Work to do: Reproduce the part of the consulting-agreement text that opens with the words "The Federal Circuit" and closes with "are properly addressed.", switching "Federal Circuit" to "appeals court".

Text segment:
*-*-*

Lotan worked as a consultant for Angioscore, and had signed a consulting agreement with a Section 9(a) that gave Angioscore a license to any preexisting inventions made by Dr. Lotan:

(a) Inventions Retained and Licensed. Consultant has attached hereto, as part of Exhibit C, a list describing all inventions, original works of authorship, developments, improvements, and trade secrets which were made by Consultant prior to the date of this Agreement (collectively referred to as “Prior Inventions”), that belong solely to Consultant or belong to Consultant jointly with another and that relate to any of the Company’s current or proposed businesses, products or research and development; or if no such list is attached, Consultant represents that there are no such Prior Inventions. If, in the course of providing the Services, Consultant incorporates into a Company product, process or machine or into any Invention (as defined below), a Prior Invention owned by Consultant or in which Consultant has an interest, the Company is hereby granted and shall have a non-exclusive license (with the right to sublicense) to make, have made, copy, modify, make derivative works of, use, sell and otherwise distribute such Prior Inventions as part of or in connection with such product, process, machine or Invention.

and a Section 9(b) that gave Angioscore ownership of any inventions made during the term of the agreement:

(b) Assignment of Inventions. Consultant agrees to promptly disclose to the Company and hereby assigns to the Company, or its designee, all right, title and interest in and to all inventions, original works of authorship, developments, concepts, know-how, improvements or trade secrets, whether or not patentable, that Consultant may solely or jointly conceive or develop or reduce to practice during the term of this Agreement that relate to the Services (collectively referred to as “Inventions”).

Angioscore’s problem was that while the agreement was executed on May 1, 2003, Dr. Lotan actually began working before May 1, 2003, and the results of such pre-agreement work was not assigned to Angioscore.

The Federal Circuit could not determine on the sparse record of the motion to dismiss, whether or not the agreement transferred all of Dr. Lotan’s rights to Angioscore, or whether he retained some ownership based upon his pre-agreement work that he could validly transfer to Angioscore.  Angioscore may still prevail, but this case highlights the importance of knowing when a consultant or other inventor began working on the invention, and making sure that all rights, including those created before the execution of the agreement, are properly addressed.

*-*-*

Supplied material:
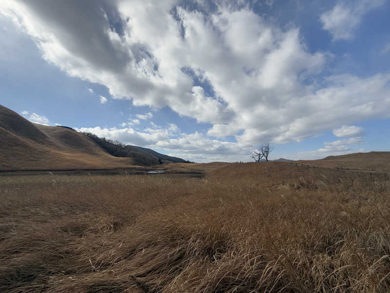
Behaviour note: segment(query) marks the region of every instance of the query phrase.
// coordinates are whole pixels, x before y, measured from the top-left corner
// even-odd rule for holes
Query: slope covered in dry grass
[[[390,152],[371,151],[341,156],[331,156],[321,160],[301,160],[298,164],[327,168],[390,171]]]
[[[388,292],[387,174],[0,178],[0,291]]]
[[[32,123],[0,105],[0,170],[112,168],[132,167],[91,139],[64,127]]]

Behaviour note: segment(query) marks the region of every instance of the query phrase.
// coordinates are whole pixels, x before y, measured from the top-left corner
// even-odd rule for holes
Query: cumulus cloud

*-*-*

Correct answer:
The appeals court could not determine on the sparse record of the motion to dismiss, whether or not the agreement transferred all of Dr. Lotan’s rights to Angioscore, or whether he retained some ownership based upon his pre-agreement work that he could validly transfer to Angioscore.  Angioscore may still prevail, but this case highlights the importance of knowing when a consultant or other inventor began working on the invention, and making sure that all rights, including those created before the execution of the agreement, are properly addressed.